Data for analysis:
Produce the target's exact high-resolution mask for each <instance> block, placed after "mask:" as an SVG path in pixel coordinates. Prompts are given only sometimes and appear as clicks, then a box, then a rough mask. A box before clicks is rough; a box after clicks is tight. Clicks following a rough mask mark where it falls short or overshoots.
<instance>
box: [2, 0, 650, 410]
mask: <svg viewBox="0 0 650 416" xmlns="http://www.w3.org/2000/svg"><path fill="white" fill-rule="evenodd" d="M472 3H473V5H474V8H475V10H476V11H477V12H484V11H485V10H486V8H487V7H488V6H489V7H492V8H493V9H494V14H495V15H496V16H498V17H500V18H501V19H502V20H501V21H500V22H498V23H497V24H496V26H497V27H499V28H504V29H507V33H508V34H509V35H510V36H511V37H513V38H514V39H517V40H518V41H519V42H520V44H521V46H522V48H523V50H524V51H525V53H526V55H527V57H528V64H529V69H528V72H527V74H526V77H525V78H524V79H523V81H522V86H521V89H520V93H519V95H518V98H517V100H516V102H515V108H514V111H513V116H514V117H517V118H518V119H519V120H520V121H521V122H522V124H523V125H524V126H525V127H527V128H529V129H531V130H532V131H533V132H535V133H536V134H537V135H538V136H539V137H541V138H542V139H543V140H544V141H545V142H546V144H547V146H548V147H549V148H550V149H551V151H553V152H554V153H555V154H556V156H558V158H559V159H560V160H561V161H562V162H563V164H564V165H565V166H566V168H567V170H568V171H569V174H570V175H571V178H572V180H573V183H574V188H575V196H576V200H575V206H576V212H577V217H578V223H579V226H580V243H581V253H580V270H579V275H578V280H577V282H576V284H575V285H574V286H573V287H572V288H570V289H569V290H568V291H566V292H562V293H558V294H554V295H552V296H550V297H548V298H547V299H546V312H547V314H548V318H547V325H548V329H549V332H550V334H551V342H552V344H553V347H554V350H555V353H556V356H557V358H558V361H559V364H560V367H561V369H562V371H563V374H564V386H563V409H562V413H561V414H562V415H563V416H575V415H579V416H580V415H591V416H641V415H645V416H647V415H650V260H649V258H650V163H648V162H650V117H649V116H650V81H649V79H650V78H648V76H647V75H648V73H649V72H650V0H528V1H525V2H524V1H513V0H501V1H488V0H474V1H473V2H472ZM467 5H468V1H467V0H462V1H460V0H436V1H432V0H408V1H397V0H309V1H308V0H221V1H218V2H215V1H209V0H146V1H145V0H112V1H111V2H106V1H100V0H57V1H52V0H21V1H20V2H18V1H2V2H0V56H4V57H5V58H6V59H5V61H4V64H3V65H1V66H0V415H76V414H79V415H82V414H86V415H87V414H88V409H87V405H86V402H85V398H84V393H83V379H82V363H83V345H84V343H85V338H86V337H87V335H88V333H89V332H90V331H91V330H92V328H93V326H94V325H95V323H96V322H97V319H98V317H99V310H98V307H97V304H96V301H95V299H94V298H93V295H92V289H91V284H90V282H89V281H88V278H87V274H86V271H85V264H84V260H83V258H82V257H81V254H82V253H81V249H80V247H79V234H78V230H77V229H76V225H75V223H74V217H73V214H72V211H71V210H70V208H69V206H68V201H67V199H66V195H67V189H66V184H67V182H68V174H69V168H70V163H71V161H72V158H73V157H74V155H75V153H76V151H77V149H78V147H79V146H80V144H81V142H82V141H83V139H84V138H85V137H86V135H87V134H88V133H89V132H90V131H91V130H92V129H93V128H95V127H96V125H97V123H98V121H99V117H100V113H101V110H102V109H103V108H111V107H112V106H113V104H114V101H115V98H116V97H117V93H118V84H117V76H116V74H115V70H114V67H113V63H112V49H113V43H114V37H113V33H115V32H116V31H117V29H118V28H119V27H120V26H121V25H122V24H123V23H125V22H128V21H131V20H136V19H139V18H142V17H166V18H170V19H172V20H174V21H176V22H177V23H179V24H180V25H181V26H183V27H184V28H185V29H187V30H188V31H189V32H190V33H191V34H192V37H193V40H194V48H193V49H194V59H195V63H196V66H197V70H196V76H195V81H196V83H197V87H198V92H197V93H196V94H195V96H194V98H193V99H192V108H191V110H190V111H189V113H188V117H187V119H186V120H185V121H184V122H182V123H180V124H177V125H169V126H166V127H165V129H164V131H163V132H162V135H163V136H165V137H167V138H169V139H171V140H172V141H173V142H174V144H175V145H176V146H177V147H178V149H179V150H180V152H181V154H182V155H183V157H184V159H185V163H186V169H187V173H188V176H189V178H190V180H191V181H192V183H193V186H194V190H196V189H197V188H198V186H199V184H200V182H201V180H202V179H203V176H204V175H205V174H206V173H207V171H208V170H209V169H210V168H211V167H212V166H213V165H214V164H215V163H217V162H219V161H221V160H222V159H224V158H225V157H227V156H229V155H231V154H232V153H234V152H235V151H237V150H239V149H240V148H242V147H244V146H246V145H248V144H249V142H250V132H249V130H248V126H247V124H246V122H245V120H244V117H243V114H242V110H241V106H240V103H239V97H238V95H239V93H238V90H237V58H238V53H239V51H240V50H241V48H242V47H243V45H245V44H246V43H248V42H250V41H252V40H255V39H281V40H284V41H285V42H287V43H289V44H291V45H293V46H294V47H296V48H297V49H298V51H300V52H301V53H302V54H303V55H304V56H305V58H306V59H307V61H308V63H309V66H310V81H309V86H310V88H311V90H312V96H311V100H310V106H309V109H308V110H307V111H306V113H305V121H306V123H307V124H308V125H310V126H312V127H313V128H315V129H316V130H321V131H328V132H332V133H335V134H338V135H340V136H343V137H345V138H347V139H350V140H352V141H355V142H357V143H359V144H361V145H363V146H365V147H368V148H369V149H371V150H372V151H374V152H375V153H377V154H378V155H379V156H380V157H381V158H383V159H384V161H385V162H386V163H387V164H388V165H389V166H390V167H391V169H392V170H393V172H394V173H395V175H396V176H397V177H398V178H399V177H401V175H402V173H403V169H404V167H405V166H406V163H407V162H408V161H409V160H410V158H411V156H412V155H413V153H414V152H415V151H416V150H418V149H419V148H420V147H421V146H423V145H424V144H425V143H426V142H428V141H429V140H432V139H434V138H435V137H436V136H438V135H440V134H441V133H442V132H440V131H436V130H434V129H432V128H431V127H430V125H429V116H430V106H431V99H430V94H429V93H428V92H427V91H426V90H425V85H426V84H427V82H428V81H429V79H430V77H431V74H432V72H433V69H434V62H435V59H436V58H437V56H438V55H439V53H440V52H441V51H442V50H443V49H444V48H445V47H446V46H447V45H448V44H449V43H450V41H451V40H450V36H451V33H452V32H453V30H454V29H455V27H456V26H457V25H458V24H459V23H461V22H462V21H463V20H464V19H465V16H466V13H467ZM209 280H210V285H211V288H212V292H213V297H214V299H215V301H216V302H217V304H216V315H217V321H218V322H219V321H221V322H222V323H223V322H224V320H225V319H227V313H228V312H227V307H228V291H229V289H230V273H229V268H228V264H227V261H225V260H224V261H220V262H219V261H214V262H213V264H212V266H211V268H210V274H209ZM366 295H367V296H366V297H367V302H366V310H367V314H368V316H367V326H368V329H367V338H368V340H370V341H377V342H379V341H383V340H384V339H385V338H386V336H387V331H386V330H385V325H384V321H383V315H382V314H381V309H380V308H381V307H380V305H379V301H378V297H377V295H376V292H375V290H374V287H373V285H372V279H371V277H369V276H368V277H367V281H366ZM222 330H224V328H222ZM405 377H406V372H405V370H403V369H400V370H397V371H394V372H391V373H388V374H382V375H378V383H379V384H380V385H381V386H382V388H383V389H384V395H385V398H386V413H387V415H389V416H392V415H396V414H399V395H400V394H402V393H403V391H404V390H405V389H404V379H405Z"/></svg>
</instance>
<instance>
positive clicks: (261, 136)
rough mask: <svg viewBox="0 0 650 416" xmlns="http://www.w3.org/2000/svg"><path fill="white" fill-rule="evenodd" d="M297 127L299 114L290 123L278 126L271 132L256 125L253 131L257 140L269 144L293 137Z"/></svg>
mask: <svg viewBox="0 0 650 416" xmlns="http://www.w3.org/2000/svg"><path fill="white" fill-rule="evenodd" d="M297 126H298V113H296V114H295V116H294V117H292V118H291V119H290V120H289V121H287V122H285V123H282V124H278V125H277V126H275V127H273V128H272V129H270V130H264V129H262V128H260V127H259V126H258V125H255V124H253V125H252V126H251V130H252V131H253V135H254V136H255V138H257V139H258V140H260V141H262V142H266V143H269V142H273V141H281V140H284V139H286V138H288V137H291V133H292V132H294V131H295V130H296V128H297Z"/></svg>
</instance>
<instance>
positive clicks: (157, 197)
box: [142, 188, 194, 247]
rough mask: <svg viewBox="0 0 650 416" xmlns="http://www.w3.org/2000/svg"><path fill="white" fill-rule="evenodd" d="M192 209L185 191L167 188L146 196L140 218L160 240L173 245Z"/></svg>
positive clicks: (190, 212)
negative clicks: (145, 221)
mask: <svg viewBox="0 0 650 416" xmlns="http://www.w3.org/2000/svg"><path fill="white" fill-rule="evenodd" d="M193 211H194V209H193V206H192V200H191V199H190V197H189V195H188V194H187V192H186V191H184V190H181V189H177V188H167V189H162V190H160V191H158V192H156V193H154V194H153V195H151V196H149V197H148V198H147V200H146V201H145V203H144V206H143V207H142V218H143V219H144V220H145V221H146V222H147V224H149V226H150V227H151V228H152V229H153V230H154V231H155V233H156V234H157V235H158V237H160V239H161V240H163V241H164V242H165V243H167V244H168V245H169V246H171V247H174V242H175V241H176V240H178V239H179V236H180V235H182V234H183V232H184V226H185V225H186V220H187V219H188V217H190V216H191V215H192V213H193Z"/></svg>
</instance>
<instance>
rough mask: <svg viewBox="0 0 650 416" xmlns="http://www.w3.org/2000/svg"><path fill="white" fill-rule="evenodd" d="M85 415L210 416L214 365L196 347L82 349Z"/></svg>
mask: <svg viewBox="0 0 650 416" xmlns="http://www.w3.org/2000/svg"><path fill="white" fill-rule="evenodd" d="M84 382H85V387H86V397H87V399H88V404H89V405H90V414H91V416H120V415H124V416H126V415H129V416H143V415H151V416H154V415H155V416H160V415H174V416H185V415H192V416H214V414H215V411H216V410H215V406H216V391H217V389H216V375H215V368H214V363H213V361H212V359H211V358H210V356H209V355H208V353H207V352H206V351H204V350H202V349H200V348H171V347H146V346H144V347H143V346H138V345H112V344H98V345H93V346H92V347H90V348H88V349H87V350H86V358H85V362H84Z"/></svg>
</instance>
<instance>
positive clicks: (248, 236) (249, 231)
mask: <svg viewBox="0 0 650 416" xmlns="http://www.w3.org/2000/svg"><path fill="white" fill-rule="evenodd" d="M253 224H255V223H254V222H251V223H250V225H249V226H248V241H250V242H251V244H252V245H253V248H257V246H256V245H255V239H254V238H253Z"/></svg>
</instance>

About this task: Give only the number of lines in the records that contain the string "positive". Case counts.

Solution to the exercise: 4